> Document
Among them are also a lot of incredibly funny stories about his “lacks,” often told in a self-deprecating manner by Mr. Scorsese himself.  Despite his gargantuan successes, the amount of times the director went from being at the top of the directing heap to virtually “dead” in the business (Note: His words, not mine) become head-spinning and almost comical.  While it doesn’t seem like someone at his “level” (Note: Again, whatever that means) would have to go butt heads with studio moguls or beg for money, Scorsese jokes that he’s been there a lot.  He even recounts one hilarious story where he threw the desk of someone he perceived to be a studio spy out a third floor window, admitting that right after he did it he was told it wasn’t even the right desk.

Oops?

I’ve seen every Scorsese film with the exception od Silence (2016) (Note: Some snowy night in front of the fire, as Joseph Mankiewicz wrote for Margo Channing to say in All About Eve) so by the end of Mr. Scorsese I wondered if there was anything significant I or the documentary hadn’t covered.. 

That is besides his 2024 Chanel commercial with Timothee Chalamet. Note: Ok, here it is:

Turns out there was one thing.

> Extracted entries
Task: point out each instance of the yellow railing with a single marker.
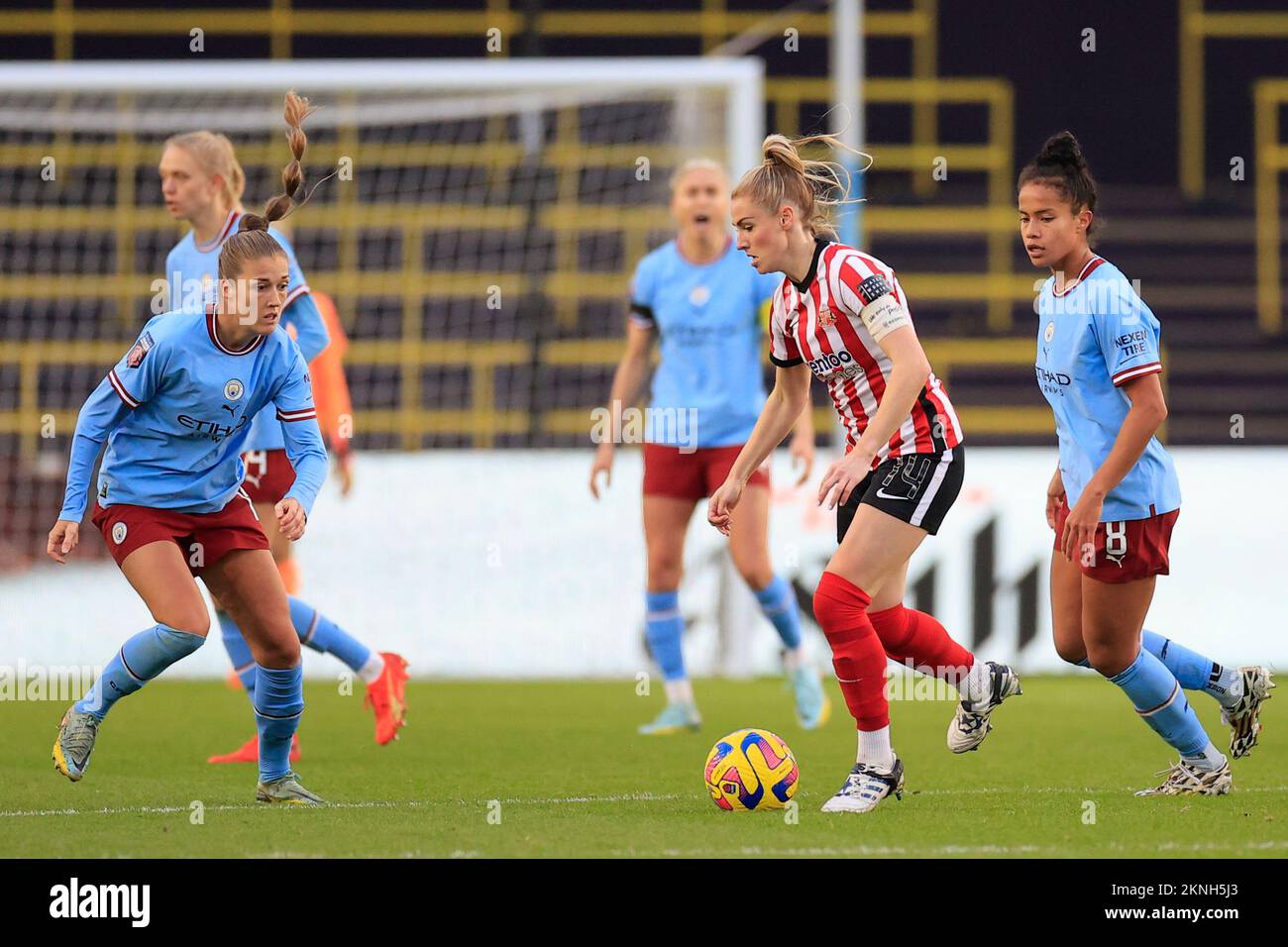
(478, 418)
(713, 25)
(1197, 26)
(1271, 159)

> Given request
Reproduce the part of the Scorsese review that opens with the words containing "Among them are" and closes with "the right desk.".

> Task answer
Among them are also a lot of incredibly funny stories about his “lacks,” often told in a self-deprecating manner by Mr. Scorsese himself.  Despite his gargantuan successes, the amount of times the director went from being at the top of the directing heap to virtually “dead” in the business (Note: His words, not mine) become head-spinning and almost comical.  While it doesn’t seem like someone at his “level” (Note: Again, whatever that means) would have to go butt heads with studio moguls or beg for money, Scorsese jokes that he’s been there a lot.  He even recounts one hilarious story where he threw the desk of someone he perceived to be a studio spy out a third floor window, admitting that right after he did it he was told it wasn’t even the right desk.